= RECORDS FOR PROCESSING =
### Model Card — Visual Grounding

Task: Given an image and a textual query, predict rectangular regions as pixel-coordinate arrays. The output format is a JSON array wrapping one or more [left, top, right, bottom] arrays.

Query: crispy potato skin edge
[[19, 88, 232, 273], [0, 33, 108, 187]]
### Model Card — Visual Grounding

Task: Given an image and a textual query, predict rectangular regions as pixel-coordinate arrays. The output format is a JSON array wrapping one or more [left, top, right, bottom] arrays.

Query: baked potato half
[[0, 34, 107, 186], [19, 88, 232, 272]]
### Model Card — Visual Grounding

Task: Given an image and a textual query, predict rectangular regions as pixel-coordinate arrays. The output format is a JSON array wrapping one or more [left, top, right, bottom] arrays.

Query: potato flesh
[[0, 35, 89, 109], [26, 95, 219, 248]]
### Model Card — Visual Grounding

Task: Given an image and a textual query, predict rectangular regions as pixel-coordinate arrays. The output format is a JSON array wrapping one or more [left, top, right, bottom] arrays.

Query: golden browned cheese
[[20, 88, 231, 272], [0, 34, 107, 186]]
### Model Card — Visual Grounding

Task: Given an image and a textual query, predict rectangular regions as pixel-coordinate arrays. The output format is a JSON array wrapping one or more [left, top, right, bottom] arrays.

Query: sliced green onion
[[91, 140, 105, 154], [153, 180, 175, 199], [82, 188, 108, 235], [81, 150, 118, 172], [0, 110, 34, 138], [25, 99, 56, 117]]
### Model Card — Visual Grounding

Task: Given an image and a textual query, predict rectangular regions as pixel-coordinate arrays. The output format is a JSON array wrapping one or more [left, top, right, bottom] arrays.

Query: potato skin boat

= GOAL =
Can you render everything from the start of the entries down to the line containing "[[19, 88, 232, 273], [0, 33, 108, 187]]", both ends included, as a Markdown table with the columns Row and Line, leaving out blank lines?

= TASK ANSWER =
| Row | Line |
|---|---|
| 1 | ### Model Card — Visual Grounding |
| 2 | Task: Given an image and a textual query, predict rectangular regions as pixel-coordinate arrays. The output format is a JSON array wrapping one or more [left, top, right, bottom] arrays. |
| 3 | Query: crispy potato skin edge |
| 4 | [[19, 88, 232, 273], [0, 33, 108, 187]] |